**Extract**
View Single Post
Old 05-27-2011, 07:19 PM
  # 7 (permalink)  
forgotten1
Member
 
forgotten1's Avatar
 
Join Date: May 2011
Location: USA
Posts: 82
nicam--i am WITH you... knowing all of the logic and yet still obsessing and being unable to truly move on, like how everyone says to...

mine had depression, which i think was really a personality disorder (since it wasn't really a mood problem, and more like a constant personality he's developed into since he was a child)... and mixed with alcoholism. ive had no contact for 4.5 months now, but just because we haven't had contact doesn't mean i havent been putting energy into him, which i KNOW i shouldn't (and the knowing i shouldn't part makes me feel even more crazy). i dont know what it is about me that makes me keep wanting to psychoanalyze this entire situation (i've read depression forums, things on abusive relationships, obviously SR, etc). i AM a very intellectual person that analyzes EVERYTHING (im a philosophy/science student). it annoys the crap out of me that there are people "out there" that play into his ******** and enable, and probably see me as the blame--hell, when i was with him i remember the vitriol he'd spew about other people that were "making his life a living hell" so i can only imagine what's been said about me, which literally gives me ulcers thinking about. i HATE (and probably aren't ready in accepting) that i could have been the other half to a toxic relationship. i haven't had a toxic relationship EVER... and im generally well-liked, so for me to accept that i was the other half of toxicity makes me feel like i did something wrong--that i should've "known better" how to act, then it wouldn't have been toxic and maybe would have lasted.

but, as my therapist has pointed out--the kinds of problems we were dealing with (mental issues and alcoholism) made it impossible to not be in a toxic environment. we adapted our behaviors in this relationship to "survive" and maybe it made us the other half of toxic behaviors, but if we hadn't adapted--then the relationship probably wouldn't have even lasted as long--we'd have been let go A LOT sooner for some one else that would be able to put up with and adapt to alcoholism.

i am not sure i have much advice. i just want to say YES i completely understand where you are coming from. i DO keep in mind that maybe this is just a form of my getting distracted from my life--so what i AM doing is making sure that i keep my life going forward. so far, this has helped in lessening the frequency of my thoughts about our relationship fall out... since your fallout is more recent than mine, just take it easy--progress on a daily basis is going to seem miniscule. Hell, i still have days where i feel like i haven't progressed... but just keep looking to the future, YOUR future... because every day that you keep looking ahead is another day further from your lowest point. it can only go up from here, right?

**Entries provided**
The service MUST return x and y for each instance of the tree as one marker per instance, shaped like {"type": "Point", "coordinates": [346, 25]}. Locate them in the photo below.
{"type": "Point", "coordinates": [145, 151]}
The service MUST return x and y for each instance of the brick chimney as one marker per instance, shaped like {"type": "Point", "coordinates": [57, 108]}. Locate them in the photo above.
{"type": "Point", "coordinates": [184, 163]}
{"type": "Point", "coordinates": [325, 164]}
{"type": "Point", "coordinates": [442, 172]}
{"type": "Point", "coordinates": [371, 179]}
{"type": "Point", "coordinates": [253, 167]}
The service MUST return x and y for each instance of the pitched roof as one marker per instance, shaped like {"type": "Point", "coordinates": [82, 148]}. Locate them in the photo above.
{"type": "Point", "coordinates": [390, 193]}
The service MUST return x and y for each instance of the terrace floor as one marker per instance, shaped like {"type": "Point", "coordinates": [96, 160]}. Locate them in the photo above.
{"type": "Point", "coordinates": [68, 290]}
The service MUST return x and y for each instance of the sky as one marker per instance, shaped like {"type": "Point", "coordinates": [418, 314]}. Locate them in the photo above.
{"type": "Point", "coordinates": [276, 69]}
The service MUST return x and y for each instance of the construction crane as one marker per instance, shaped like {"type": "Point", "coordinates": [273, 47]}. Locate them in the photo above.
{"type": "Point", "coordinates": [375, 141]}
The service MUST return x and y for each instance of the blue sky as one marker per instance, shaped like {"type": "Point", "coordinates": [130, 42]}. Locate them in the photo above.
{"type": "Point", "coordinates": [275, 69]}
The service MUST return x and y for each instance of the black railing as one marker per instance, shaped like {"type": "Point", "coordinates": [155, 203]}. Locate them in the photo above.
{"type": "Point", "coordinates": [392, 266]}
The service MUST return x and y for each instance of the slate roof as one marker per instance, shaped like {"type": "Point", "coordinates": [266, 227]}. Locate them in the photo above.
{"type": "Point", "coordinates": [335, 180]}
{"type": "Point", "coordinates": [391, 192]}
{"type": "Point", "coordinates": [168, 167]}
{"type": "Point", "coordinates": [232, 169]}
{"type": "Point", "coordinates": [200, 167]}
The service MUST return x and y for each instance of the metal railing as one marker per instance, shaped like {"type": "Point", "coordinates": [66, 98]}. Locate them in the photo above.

**Problem**
Change "obsessing" to "dwelling" in the forum post and write out the stretch from "View Single Post" through "everyone says to..." with that change.

**Exercise answer**
View Single Post
Old 05-27-2011, 07:19 PM
  # 7 (permalink)  
forgotten1
Member
 
forgotten1's Avatar
 
Join Date: May 2011
Location: USA
Posts: 82
nicam--i am WITH you... knowing all of the logic and yet still dwelling and being unable to truly move on, like how everyone says to...